─── Extract provided
Since joining in 2003, Samberg was a life member of the MIT Corporation and a member of its executive committee. He also served as chairman of the MIT Investment Management Company, sat on the board of the MIT Energy Initiative, and was on the dean's advisory council of the MIT School of Science.

In 2004, the SEC began an investigation of Pequot's trading in the securities, including trades by funds for which Samberg was the portfolio manager. The SEC also involved the U.S. Attorney's Office for the Southern District of New York. An area of focus of the investigations was Samberg's hiring of David Zilkha, who previously had been employed by Microsoft Corporation, and subsequent trading in Microsoft securities in 2001. In late 2006, the investigation was closed without filing any charges or taking other action, but was reopened in late December 2008. In May 2010, Pequot and Samberg resolved this matter by agreeing to a settlement whereby, without admitting or denying the allegations, Pequot and Samberg consented to be permanently enjoined from violating the anti-fraud provisions of the federal securities law and to pay disgorgement, prejudgment interest, and civil money penalties.

As of 2008, Pequot managed approximately $5 billion in assets. In 2009, Samberg decided to shut down Pequot Capital. He continued to manage his family's holdings through Hawkes Financial. His family firm was a lead investor in TAE Technologies, a company working towards a new source of clean energy, and Samberg served as chairman of the company.

== Philanthropy ==
Samberg and his wife, Rebecca, co-founded the Samberg Family Foundation to "support various health, education, and Jewish causes in the New York area and nationally". The Sambergs were a founding contributor of Birthright Israel. Their foundation has also made significant contributions to several organizations including Avodah, College Summit, Harlem Children's Zone, Health Leads, and Peer Health Exchange. He was a board member of the Children's Hospital of New York, College Summit, and the New York Genome Center. He also served on the national board of directors of the Network For Teaching Entrepreneurship and as senior chair of the Wall Street and Financial Services Division of the United Jewish Appeal. Arthur was a trustee and member of the executive and investment committees of New York-Presbyterian Hospital. He supported the arts as one of the directors of Jazz at Lincoln Center and chairman emeritus of the Jacob Burns Film Center. In the early 2000s, he also served on the board of overseers of the Center for Jewish History.
──────
§ **Task instructions**:
1. In the passage about Samberg, what did Samberg decide to do with Pequot Capital in 2009?
2. Copy the passage about Samberg word for word, from "As of 2008, Pequot" up to and including "of the company.".
The entries that follow were taken from a separate source.
─── Record extracts
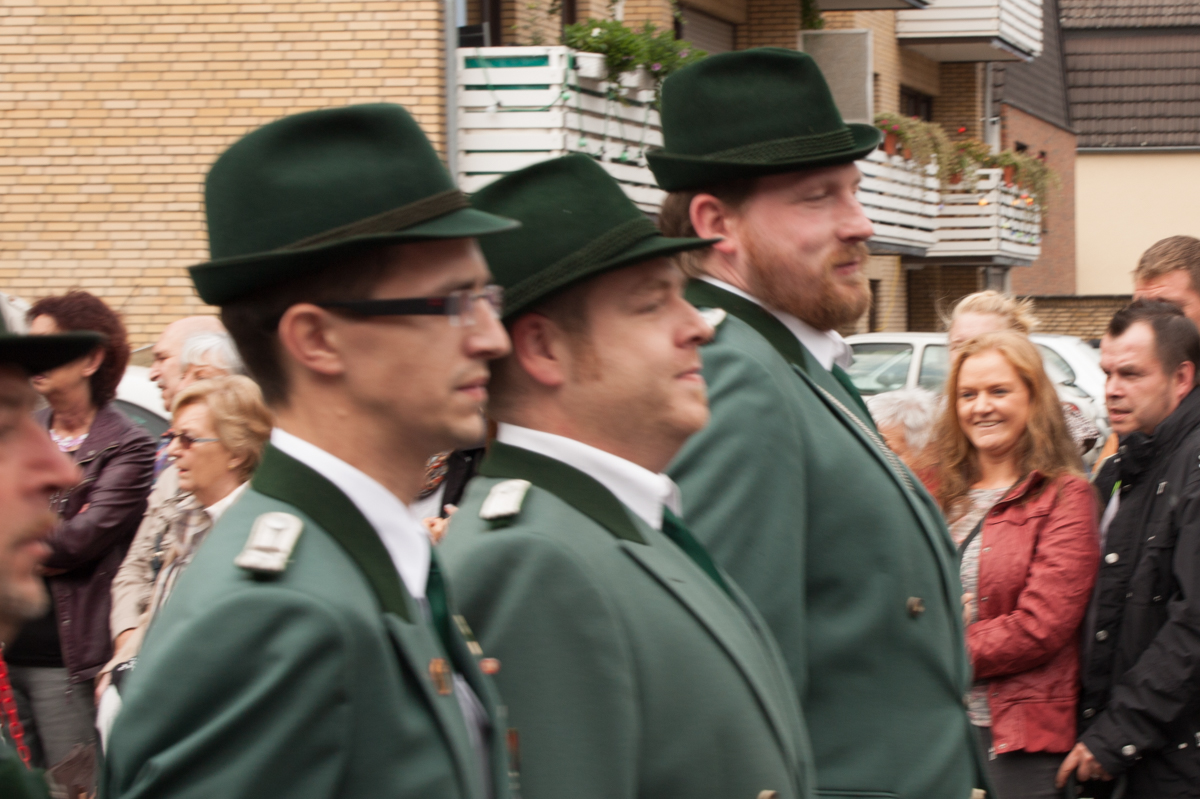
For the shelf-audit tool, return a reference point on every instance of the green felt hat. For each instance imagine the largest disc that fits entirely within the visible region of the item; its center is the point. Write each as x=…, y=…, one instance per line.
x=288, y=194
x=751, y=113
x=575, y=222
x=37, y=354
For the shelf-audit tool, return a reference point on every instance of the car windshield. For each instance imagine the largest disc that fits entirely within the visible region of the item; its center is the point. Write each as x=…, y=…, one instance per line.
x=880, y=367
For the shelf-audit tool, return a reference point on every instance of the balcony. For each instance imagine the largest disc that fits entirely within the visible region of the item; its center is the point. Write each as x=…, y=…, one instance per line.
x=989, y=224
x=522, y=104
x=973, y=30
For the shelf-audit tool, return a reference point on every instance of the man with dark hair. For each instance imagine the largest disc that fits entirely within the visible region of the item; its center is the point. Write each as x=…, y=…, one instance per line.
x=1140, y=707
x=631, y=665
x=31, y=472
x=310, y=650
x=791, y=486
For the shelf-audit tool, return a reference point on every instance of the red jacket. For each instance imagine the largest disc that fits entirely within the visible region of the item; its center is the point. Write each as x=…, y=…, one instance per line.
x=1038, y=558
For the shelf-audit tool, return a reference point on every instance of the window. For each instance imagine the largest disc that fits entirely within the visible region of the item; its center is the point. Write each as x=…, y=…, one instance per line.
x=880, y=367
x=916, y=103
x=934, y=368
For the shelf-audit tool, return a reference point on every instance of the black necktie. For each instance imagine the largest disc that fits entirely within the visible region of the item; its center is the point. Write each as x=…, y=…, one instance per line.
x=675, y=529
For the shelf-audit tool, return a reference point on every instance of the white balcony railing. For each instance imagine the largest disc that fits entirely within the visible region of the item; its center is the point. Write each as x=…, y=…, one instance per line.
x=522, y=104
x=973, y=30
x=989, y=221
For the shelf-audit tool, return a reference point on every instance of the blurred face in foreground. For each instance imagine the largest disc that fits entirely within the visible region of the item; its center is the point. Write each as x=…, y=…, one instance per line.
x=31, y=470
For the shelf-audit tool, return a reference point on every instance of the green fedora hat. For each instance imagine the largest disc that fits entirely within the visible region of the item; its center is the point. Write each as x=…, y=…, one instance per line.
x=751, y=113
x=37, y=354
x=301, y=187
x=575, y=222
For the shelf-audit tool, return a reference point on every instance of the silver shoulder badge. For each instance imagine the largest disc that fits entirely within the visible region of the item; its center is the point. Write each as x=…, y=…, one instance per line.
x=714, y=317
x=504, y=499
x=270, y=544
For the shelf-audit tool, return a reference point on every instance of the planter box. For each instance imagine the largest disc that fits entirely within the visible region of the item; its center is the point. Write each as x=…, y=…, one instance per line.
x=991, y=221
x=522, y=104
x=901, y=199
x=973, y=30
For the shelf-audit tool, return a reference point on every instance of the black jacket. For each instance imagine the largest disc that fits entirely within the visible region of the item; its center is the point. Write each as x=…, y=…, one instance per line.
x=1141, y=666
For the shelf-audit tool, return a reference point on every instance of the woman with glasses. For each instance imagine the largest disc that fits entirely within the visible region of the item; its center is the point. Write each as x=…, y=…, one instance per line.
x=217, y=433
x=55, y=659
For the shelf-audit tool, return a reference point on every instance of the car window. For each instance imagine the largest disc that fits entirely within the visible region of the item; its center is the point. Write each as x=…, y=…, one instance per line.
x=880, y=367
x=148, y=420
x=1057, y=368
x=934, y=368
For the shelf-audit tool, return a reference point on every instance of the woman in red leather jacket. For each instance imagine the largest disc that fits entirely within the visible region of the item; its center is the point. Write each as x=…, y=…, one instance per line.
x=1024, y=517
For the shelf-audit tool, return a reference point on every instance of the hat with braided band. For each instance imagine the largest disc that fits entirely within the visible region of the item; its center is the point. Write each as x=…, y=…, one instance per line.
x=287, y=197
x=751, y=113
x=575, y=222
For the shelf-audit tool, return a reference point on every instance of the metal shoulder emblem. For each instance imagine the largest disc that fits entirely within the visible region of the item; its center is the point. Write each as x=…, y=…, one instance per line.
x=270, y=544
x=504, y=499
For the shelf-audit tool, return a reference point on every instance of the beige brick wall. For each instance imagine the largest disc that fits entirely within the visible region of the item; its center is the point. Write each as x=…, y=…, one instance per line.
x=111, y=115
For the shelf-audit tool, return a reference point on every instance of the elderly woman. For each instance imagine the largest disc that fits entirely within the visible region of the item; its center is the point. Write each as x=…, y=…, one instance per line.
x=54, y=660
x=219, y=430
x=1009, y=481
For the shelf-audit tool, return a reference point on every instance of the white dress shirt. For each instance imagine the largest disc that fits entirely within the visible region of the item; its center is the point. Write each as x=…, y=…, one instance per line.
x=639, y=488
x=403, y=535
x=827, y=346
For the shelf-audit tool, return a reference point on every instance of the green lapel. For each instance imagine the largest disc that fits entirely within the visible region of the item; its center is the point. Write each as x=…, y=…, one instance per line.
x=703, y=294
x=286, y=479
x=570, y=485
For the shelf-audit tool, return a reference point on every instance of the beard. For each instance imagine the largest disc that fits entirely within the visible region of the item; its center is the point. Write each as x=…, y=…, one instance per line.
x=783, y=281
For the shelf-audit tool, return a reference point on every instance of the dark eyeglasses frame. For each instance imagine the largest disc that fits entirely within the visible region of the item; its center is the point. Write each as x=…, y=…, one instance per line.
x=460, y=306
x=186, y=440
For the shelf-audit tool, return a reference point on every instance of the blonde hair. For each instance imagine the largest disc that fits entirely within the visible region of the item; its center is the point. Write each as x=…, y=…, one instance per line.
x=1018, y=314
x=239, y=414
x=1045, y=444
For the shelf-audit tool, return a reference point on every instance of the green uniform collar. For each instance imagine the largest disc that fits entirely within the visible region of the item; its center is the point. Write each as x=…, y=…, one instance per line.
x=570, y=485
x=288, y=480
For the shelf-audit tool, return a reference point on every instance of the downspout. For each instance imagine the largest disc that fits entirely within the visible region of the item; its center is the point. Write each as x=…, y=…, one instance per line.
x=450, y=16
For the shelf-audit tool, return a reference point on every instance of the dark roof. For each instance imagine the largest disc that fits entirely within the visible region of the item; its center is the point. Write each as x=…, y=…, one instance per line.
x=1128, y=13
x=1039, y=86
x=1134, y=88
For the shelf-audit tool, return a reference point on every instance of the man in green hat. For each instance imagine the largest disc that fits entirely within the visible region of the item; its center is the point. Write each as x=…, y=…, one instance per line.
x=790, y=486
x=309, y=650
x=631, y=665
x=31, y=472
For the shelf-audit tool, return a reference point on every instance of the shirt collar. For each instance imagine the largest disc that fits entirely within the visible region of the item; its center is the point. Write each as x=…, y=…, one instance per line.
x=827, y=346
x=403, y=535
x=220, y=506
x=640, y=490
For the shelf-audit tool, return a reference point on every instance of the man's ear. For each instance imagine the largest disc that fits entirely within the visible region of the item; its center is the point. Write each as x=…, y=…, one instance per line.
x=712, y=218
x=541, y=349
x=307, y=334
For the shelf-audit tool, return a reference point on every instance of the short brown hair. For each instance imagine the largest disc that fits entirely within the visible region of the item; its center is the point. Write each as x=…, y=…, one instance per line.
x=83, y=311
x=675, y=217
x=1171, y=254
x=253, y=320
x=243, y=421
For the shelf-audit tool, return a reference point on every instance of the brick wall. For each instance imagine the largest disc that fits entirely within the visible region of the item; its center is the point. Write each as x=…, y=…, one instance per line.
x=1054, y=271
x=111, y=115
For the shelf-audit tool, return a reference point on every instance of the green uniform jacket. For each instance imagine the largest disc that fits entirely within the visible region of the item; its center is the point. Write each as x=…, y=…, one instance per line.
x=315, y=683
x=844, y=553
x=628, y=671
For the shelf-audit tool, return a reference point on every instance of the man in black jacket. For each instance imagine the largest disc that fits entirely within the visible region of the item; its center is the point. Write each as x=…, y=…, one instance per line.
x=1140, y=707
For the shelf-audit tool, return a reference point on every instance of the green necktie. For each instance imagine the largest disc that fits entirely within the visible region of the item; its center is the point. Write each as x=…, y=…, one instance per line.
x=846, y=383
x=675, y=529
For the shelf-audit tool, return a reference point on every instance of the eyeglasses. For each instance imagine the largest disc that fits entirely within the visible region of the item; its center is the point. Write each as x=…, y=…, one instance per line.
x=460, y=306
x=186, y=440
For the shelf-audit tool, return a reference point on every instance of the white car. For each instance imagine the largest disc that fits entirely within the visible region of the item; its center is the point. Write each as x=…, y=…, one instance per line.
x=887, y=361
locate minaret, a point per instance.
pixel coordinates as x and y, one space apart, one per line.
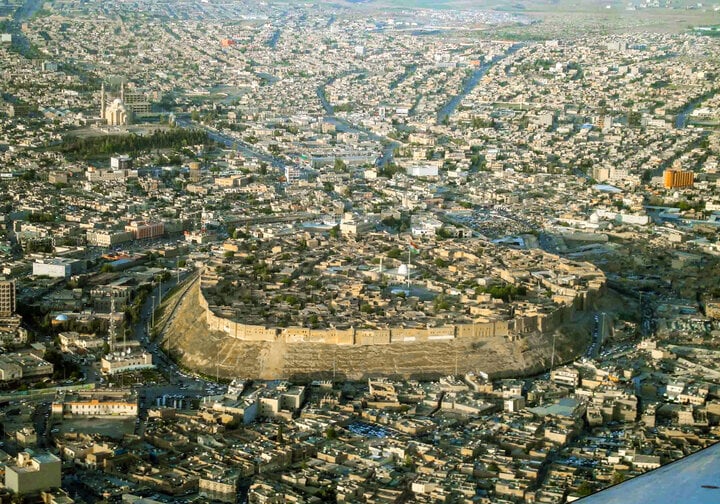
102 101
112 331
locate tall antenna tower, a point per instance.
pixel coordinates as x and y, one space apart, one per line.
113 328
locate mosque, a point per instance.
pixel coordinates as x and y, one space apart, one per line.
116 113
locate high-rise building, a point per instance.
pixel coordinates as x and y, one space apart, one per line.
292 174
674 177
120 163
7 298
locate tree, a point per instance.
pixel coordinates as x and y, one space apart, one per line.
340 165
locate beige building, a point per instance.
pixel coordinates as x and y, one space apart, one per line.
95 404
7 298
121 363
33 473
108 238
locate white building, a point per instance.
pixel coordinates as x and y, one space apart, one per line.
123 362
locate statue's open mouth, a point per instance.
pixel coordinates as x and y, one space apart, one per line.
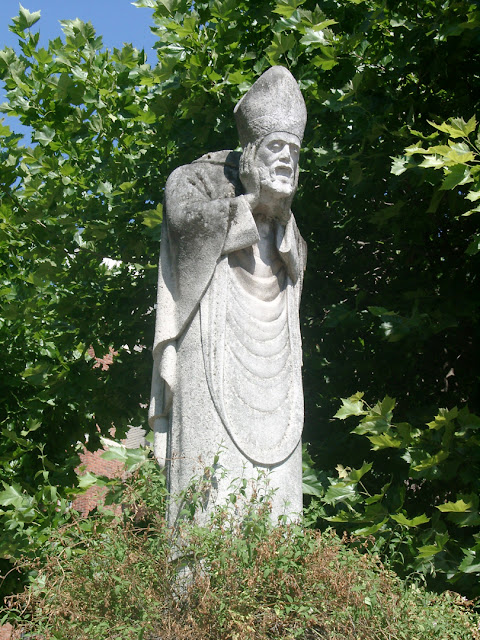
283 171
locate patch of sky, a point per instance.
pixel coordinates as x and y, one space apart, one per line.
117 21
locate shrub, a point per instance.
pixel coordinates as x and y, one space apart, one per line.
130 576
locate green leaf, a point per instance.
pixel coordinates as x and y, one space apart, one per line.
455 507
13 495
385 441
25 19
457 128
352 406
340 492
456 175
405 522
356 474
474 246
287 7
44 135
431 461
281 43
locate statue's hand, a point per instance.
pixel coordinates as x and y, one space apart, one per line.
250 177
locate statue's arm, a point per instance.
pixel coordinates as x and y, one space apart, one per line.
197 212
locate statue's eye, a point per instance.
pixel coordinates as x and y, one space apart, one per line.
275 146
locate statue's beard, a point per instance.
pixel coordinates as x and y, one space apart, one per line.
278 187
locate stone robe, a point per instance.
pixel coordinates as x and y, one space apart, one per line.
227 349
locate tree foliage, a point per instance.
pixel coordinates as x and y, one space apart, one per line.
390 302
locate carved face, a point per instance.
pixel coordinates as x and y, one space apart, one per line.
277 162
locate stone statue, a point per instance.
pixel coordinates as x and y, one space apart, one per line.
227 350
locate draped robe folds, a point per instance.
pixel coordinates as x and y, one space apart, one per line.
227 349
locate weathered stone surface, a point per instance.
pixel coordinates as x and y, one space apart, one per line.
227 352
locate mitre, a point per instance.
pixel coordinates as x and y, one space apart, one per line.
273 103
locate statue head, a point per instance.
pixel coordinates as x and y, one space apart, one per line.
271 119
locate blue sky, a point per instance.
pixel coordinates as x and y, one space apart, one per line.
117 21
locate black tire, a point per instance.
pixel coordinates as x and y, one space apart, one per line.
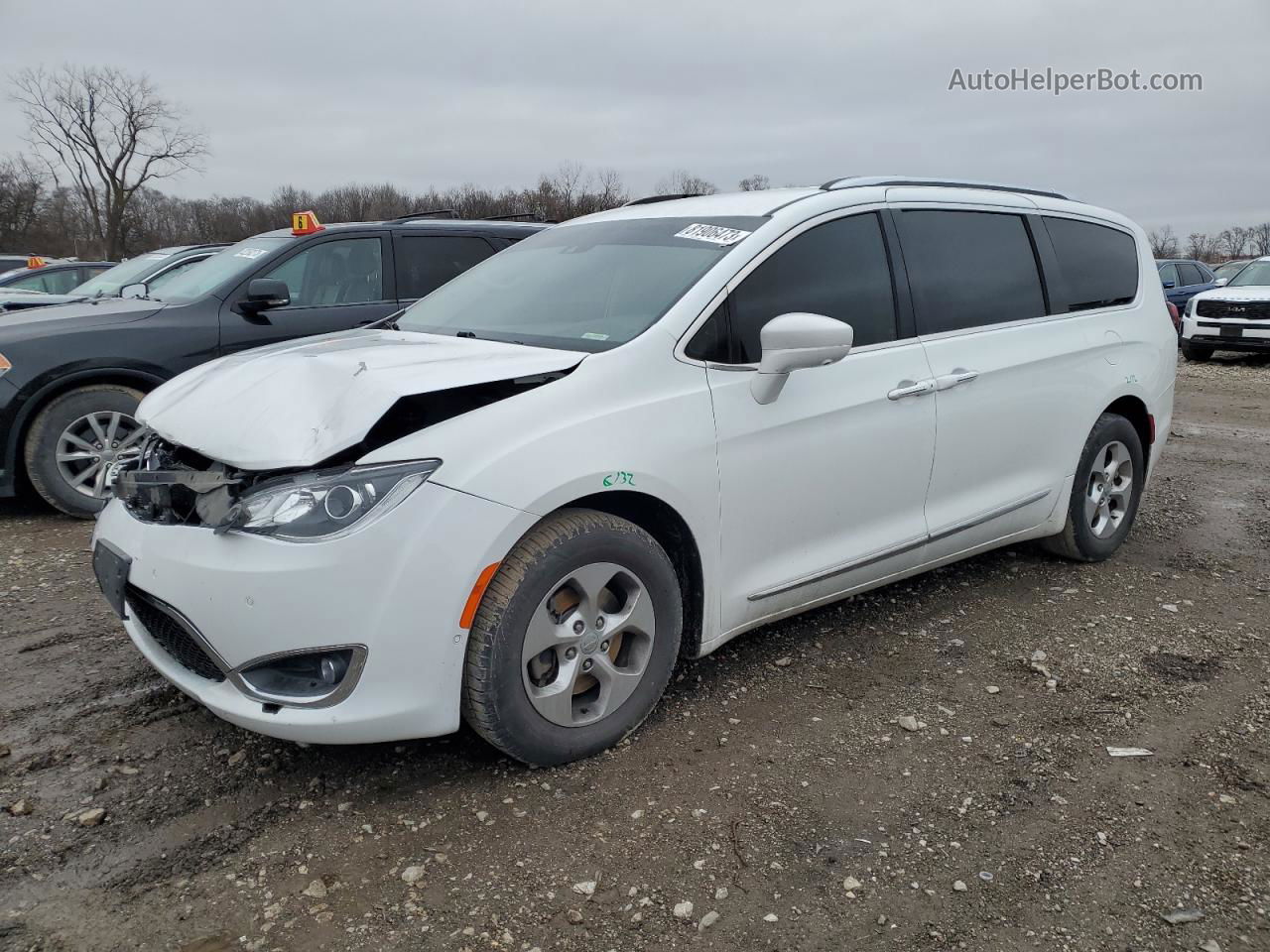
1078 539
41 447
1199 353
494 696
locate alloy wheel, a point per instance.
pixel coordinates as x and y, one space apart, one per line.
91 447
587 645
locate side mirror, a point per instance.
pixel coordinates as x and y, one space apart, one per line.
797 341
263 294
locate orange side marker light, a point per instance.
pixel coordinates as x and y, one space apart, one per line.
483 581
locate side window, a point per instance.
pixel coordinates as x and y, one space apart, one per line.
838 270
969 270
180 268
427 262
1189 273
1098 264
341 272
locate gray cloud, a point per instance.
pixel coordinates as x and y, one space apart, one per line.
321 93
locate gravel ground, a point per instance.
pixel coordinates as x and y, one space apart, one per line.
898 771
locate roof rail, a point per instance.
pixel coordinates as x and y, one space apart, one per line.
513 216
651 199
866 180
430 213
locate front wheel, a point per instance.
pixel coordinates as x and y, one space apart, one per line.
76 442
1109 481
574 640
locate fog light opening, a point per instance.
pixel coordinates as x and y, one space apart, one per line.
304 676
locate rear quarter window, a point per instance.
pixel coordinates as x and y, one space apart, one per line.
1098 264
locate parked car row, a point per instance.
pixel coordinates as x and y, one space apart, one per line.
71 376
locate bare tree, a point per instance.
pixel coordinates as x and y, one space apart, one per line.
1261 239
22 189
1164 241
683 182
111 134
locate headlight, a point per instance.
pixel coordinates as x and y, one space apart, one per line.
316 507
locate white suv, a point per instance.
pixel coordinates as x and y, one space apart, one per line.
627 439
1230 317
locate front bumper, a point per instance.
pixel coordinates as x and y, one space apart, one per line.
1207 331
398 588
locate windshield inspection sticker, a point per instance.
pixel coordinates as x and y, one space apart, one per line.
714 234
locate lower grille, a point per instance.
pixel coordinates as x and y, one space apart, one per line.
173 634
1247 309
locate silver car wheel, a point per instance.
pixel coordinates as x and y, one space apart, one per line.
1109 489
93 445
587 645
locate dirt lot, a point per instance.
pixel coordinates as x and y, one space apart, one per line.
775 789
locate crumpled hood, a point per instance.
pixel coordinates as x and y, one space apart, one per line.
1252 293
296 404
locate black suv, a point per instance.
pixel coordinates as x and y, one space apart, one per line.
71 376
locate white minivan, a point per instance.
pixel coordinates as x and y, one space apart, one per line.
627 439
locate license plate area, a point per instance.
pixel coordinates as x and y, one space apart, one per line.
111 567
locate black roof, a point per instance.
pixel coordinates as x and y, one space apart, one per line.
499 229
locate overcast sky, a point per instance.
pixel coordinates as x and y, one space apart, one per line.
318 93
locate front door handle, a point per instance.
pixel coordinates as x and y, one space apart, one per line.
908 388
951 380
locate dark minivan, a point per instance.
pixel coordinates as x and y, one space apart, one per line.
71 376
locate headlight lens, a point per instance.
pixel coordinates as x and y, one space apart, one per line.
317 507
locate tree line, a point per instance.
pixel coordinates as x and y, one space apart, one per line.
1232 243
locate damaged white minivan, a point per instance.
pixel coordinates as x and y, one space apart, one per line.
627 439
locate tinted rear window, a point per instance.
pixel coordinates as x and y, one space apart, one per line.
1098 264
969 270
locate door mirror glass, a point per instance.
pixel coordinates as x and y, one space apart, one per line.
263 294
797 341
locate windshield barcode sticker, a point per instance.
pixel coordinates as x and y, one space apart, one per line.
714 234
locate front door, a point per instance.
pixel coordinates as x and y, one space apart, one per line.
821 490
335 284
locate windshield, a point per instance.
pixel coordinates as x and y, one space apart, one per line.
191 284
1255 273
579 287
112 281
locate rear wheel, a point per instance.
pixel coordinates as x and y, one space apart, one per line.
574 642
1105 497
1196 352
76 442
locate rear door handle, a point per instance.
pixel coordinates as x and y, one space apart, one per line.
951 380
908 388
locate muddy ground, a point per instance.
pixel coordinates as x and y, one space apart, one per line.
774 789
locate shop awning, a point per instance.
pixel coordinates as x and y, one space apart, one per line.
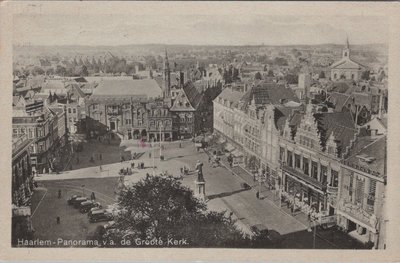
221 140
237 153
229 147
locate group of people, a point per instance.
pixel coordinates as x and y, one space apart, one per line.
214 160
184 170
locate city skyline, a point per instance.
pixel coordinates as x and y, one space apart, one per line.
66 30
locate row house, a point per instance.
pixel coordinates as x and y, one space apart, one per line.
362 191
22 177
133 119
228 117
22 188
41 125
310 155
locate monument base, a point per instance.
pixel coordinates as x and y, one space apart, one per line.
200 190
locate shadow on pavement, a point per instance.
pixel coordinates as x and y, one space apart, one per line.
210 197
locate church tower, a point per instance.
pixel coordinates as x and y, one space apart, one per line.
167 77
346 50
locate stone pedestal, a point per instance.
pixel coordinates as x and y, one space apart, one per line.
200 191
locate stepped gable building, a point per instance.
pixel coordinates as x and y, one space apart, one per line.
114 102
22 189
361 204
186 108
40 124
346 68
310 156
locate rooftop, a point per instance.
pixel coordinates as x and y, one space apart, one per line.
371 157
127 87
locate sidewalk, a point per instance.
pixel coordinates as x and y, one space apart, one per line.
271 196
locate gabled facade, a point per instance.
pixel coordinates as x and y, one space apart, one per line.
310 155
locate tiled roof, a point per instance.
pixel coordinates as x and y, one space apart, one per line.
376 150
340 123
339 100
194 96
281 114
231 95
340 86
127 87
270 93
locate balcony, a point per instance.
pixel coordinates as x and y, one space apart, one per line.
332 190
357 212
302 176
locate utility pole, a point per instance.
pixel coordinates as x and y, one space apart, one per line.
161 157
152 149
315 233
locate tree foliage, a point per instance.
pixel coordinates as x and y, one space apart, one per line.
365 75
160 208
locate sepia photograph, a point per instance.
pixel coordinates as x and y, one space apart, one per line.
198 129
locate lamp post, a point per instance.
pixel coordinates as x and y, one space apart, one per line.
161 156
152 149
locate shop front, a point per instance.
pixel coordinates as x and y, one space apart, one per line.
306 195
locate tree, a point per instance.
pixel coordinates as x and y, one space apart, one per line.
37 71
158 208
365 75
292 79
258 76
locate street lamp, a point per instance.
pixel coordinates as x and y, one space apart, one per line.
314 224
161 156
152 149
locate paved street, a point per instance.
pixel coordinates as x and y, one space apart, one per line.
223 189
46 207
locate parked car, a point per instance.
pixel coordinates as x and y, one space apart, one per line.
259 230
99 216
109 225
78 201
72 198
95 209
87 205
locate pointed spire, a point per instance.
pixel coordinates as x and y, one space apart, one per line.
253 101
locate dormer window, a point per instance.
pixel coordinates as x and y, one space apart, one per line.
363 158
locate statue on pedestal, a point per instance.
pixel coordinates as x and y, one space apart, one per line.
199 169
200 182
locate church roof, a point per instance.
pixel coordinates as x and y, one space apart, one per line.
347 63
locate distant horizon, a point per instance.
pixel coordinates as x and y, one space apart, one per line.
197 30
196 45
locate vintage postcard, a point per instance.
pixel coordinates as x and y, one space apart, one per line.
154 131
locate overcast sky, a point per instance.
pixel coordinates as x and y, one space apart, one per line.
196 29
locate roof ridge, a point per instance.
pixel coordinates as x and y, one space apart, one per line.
──────
§ **Answers for the tasks**:
1. He decided to shut it down.

2.
As of 2008, Pequot managed approximately $5 billion in assets. In 2009, Samberg decided to shut down Pequot Capital. He continued to manage his family's holdings through Hawkes Financial. His family firm was a lead investor in TAE Technologies, a company working towards a new source of clean energy, and Samberg served as chairman of the company.